[MATERIAL PROVIDED]
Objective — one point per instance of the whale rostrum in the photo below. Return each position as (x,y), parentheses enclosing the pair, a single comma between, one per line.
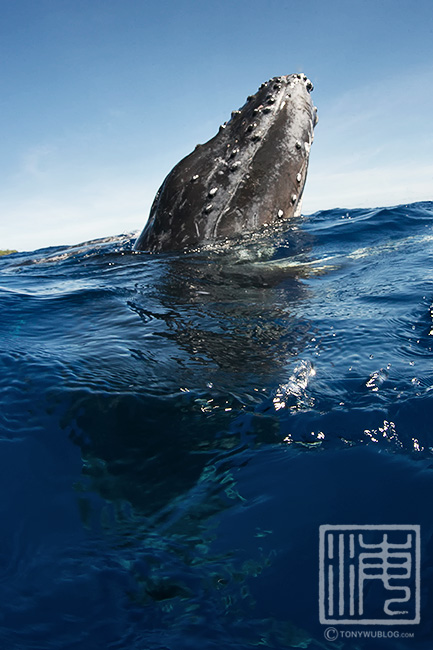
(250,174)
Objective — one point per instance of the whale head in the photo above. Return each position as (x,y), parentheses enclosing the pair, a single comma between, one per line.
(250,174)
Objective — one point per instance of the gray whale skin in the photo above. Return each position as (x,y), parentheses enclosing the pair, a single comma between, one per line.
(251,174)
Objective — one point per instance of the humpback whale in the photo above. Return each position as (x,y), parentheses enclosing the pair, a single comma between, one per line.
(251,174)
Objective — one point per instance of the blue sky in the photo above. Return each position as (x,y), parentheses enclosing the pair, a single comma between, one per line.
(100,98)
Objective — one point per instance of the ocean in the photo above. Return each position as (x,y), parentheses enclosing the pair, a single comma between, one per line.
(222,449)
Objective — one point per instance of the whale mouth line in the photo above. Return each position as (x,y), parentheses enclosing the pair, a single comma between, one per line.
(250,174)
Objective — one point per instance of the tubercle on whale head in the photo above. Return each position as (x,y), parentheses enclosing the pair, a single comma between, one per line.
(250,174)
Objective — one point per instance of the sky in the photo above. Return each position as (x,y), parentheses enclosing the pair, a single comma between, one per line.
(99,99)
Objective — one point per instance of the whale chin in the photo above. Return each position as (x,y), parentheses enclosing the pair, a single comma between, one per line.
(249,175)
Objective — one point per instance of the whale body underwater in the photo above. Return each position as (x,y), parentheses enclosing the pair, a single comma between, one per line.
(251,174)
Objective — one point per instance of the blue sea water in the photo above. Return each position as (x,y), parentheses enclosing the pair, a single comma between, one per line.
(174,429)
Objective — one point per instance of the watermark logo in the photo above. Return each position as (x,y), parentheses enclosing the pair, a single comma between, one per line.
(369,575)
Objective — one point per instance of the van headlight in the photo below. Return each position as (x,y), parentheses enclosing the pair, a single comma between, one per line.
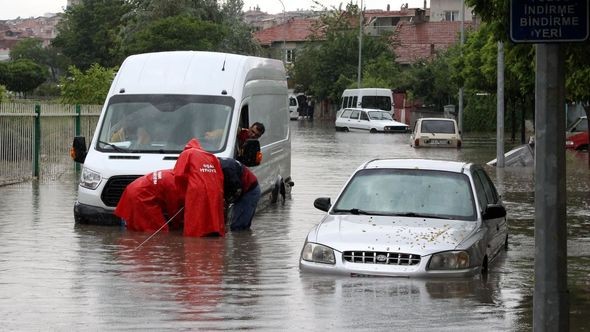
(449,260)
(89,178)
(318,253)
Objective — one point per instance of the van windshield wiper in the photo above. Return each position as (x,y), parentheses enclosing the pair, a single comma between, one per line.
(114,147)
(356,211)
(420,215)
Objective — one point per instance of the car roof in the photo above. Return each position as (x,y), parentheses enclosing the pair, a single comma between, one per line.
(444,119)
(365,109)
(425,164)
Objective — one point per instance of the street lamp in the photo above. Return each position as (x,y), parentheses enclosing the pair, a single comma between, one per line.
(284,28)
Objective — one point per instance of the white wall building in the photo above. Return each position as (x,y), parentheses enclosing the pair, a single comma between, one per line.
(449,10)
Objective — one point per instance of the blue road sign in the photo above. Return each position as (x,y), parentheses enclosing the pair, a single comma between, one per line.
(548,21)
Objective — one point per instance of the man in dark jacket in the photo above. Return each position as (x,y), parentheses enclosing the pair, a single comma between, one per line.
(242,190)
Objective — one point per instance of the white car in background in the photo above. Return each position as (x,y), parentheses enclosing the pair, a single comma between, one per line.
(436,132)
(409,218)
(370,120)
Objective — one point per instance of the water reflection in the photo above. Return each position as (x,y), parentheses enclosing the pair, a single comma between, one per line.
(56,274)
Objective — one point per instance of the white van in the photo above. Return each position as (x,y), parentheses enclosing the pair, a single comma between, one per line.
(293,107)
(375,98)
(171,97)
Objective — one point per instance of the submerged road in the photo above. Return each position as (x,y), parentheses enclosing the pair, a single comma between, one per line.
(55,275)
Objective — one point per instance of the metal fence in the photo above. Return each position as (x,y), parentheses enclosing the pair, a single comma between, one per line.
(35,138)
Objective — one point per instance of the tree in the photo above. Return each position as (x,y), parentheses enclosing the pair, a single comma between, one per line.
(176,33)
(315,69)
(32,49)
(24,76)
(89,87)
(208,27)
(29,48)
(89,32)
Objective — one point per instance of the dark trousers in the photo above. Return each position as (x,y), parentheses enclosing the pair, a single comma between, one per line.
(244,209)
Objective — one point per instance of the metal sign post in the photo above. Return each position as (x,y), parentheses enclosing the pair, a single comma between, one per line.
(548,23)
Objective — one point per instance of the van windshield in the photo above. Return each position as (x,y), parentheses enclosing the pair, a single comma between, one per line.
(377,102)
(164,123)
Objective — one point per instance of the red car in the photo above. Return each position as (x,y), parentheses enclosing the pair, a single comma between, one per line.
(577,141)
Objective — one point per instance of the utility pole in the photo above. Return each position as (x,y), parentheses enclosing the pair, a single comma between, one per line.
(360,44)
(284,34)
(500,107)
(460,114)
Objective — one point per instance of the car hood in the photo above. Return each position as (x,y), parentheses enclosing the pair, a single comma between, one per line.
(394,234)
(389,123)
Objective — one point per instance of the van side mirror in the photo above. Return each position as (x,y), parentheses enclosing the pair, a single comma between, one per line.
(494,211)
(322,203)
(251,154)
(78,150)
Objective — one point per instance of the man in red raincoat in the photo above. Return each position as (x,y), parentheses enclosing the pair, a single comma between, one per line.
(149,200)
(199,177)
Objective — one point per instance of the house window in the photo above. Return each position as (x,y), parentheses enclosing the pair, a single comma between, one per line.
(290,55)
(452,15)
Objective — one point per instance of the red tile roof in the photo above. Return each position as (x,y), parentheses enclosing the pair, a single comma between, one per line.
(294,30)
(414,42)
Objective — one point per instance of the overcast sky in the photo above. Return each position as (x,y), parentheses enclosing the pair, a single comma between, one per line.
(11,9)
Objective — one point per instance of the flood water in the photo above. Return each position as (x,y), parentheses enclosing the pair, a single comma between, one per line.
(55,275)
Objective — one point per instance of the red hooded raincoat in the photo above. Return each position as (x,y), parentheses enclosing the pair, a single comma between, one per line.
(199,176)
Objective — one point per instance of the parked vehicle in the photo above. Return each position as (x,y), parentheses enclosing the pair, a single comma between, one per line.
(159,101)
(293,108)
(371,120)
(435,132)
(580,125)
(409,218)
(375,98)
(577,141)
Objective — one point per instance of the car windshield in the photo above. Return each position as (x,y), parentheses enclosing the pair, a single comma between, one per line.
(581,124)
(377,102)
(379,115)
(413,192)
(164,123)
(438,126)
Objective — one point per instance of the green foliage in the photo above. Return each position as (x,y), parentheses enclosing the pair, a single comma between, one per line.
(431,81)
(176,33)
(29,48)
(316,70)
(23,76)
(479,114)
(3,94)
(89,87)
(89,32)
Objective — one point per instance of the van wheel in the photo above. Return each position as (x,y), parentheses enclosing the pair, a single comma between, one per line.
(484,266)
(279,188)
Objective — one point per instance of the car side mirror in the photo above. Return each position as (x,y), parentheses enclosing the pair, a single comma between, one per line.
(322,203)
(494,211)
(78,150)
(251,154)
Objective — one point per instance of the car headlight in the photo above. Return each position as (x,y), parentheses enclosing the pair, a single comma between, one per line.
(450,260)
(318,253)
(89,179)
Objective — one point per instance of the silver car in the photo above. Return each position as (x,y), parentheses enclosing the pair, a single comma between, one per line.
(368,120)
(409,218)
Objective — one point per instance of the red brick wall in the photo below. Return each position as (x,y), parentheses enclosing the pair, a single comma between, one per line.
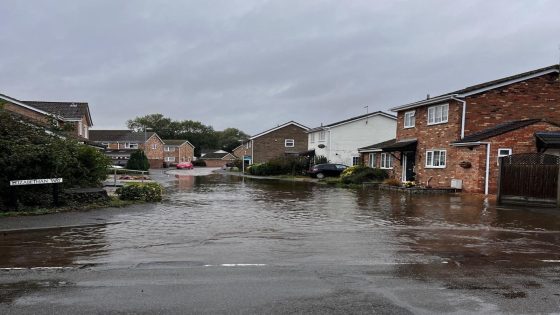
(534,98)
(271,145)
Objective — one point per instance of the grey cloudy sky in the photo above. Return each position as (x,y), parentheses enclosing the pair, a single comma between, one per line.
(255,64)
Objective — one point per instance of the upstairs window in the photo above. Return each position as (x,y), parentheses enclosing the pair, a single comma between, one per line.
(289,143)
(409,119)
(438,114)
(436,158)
[/MATERIAL PROVIDED]
*TASK STATEMENT*
Everything in the listing above except the pictures should be duplicated exactly.

*RESPONSE TO THE TASK*
Objective — one point per instance of the whale rostrum in the photo below. Return each position as (x,y), parentheses enclosing the pair, a single comma between, one per line.
(250,174)
Objective — one point per instance of the whale head in the photo above. Return each position as (x,y), parentheses enclosing the pair, a single comma between, one per line.
(250,174)
Objective — one point per instance of the gray whale skin in the photo above. Return each position as (x,y), parentheses enclosing the pair, a single comma between, one per line.
(251,174)
Objective — one point per instance of the humpback whale in the photo above. Return each position as (x,y), parentheses enclosing the pair, a single comma between, one per line.
(251,174)
Objective — one point per instance of the blue sky in the photo above. Return each position as (x,y), parentheses enclosing the pair, a single comma between, one per line.
(100,98)
Objective — one point per instance of the ocean in the photo above. Return each position as (x,y), parentheses enclosing the pair, a single comma between, one per line.
(222,449)
Objective — one point per instance of the whale mouth line in the photo above. Return each position as (x,y), parentheses enclosing the pair, a single comma between, one per line.
(250,174)
Objective — one point per instance of the tubercle on whale head in the photo above. Return each position as (x,y), parentheses enclosing the pair, a single comma between, one per line.
(250,174)
Objective — one point per instance of the sky in the photo above. Return each position as (x,y), parentheses enclosing the pair, a single comma between, one per line.
(99,99)
Objective — one point per instance of the whale chin in the photo above. Return each position as (x,y), parentheses enclosing the pair, a single comma between, one per line.
(249,175)
Objective — one point per instance of the whale body underwater in the photo above. Return each position as (x,y), parentheses enclosing the pair, a single comma between, one per line.
(251,174)
Objective — one point per instance of the blue sea water in the photo above. Return each position as (x,y), parentheses enclosing the pair, a single comma between, one per line.
(174,429)
Objective — one point per instance of the watermark logo in the photo above. Return each position as (x,y), parentheses enclosing the pair, a single comma between, one per line.
(369,575)
Objective — one point per instance of the van headlight in the photo below. Return each position as (x,y), parentheses enclosing the pair, a single comma between, one per line.
(449,260)
(89,178)
(318,253)
Objective — one point per instance of the van windshield wiper in the photo above. Return each position as (x,y), parentheses enclosing the pair, a single comma between, one per line.
(114,147)
(356,211)
(420,215)
Objective — one point per instance of the car roof in the photo above. Return each position as (x,y), parentheses enclosing the pair, a single comma between, one per line.
(444,119)
(365,109)
(425,164)
Objective — one point per instance of the street lamp in the photo above. Return each position as (x,y), parentheses enclosing the pair, a single comma between, one per line.
(284,28)
Objective — one point per instance of the white wall building in the photo above. Return each position as (x,y), parentheses enclosing the pair, a single comma between, one per line.
(449,10)
Objective — one point per instance of the blue road sign in the photo above. Return each position as (x,y), parentheses enclosing the pair, a single comma between, one per line.
(548,21)
Objective — one point per instance of the man in dark jacket in the photo above. Return each position as (x,y), parentheses enclosing the pair, a single comma between, one per line.
(242,190)
Objective — one point per instance of the white car in background in the photo above. Return each position as (x,y), parentheses enclosing the pair, a single comma between, one per line.
(436,132)
(409,218)
(370,120)
Objective — one point per instance of the water reflection in the photo above. Return each position as (x,y), parentheses enclosing the pair, a single comma between, one per line.
(56,274)
Objective — one point per instance of the white van in the photo above. Return each position as (x,y), parentheses enclosing the pair, a single comma between, one per line.
(293,107)
(375,98)
(171,97)
Objective — one point per instance of the submerged road in the photo above. Return each position as (x,y), parentheses enclosing the pair, a single comma between, one per line.
(55,275)
Objective — one point per instance of the metal fence in the photo above. Return each position as (x,y), parentheses enclosing the pair, a single comma between, one per line.
(35,138)
Objective — one point per instance of the tree in the photo above. Return each position as (x,y), parentheses enclosing the pair, a single comma between, one per line.
(176,33)
(315,69)
(32,49)
(24,76)
(89,87)
(208,27)
(29,48)
(89,32)
Objective — one point per instance of the dark trousers in the photo above. Return each position as (x,y), parentheses enclosing the pair, a single comma between, one per line.
(244,209)
Objective — one point per instance of the metal sign post in the photo above. Return each position as (x,y), parentheses enclosing the pair, a single comma between, one per line.
(548,23)
Objective — one point per instance of the van windshield in the photo above. Return each position as (x,y), parentheses enclosing the pair, a single comma between, one per line.
(377,102)
(164,123)
Objective — one point per instance of the red car in the photo above. Return each position as (x,y), parentheses enclosing the pair, a single comma between, one per line.
(577,141)
Objective — one point per instance of the utility pole in the photo above. Return each position as (x,y), parentheses enclosing the pair, a single comma between, one per line.
(360,44)
(284,34)
(500,107)
(460,114)
Objective — one point per instance of the car hood in the photo above. Return each position as (x,y), parentheses enclosing the pair, a single comma between, one per line.
(394,234)
(389,123)
Objective — one point per instance of the van side mirror in the photo above. Return each position as (x,y), parentheses enclosing the pair, a single comma between, one per line.
(494,211)
(322,203)
(251,154)
(78,150)
Objective — one point per instance of the man in red raincoat in the photo above. Return each position as (x,y), parentheses enclosing the pair, a single comma between, one per line.
(149,200)
(199,177)
Objective — one point per instance of the house window in the photo above. Return each position as (x,y), parentheses enclosing the pair, a single comma between, one per line.
(290,55)
(452,15)
Objective — one point per instance of the red tile roof in the photo above. Return each position as (x,y), parentheses enclosing the pair, a single comma between, one per line.
(294,30)
(414,42)
Objective — one point per instance of the overcast sky in the photo above. Return each position as (x,y), parentheses enclosing the pair, a single comma between, one per line.
(11,9)
Objective — one point per instance of the flood water in the photo above. Return each position as (x,y), parentheses enclosing the pair, a single comma between, one per line.
(55,275)
Objective — one point per instance of the red hooded raincoat in the photo above. Return each position as (x,y), parentheses enclosing the pair, a single comma between, one per line.
(199,176)
Objective — one point per instance of the parked vehicle in the photo above. Return each position as (x,y), parentheses enclosing the pair, a single comma between, one per line.
(159,101)
(293,108)
(371,120)
(435,132)
(580,125)
(409,218)
(375,98)
(577,141)
Objective — one point per instance of the car windshield in the photo above. Return each position as (x,y), parentheses enclosing the pair, a single comma between, one per line.
(581,124)
(377,102)
(379,115)
(413,192)
(164,123)
(438,126)
Objective — one point per instance of the green foliage in the photo above. Return each position as (x,y), parentheses enclosing the pair, a single comma between, one per line.
(431,81)
(176,33)
(29,48)
(316,70)
(23,76)
(479,114)
(3,94)
(89,87)
(89,32)
Objective — one point per instance of the van wheel in the photo above. Return each position as (x,y), parentheses enclosing the pair, a single comma between, one per line.
(484,266)
(279,188)
Objective — one point per instance of the car side mirror in the photo above. Return each position as (x,y), parentheses enclosing the pair, a single comma between, one per line.
(322,203)
(494,211)
(78,150)
(251,154)
Objective — one point per instance of the car headlight in the photo above. Return each position as (x,y), parentheses enclosing the pair, a single comma between, one per line.
(450,260)
(318,253)
(89,179)
Objective — one point per instance of the silver car in the photo above. Return each position as (x,y), parentheses enclosing the pair, a single comma between, one per line.
(368,120)
(409,218)
Objective — one point per instance of the red brick wall in the photo below. Return each position as (x,y), parentheses enclosing the pair, a single comma between, one per line.
(534,98)
(271,145)
Objective — one point per instance of the grey cloudy sky in the photo above. Return each position as (x,y), parentheses enclosing the pair, a single comma between, one per line.
(255,64)
Objective — one point per instance of the upstairs window in the photo above. Return each position as (x,y), parentheses enclosing the pair, a single comma between, one per line.
(289,143)
(409,119)
(438,114)
(436,158)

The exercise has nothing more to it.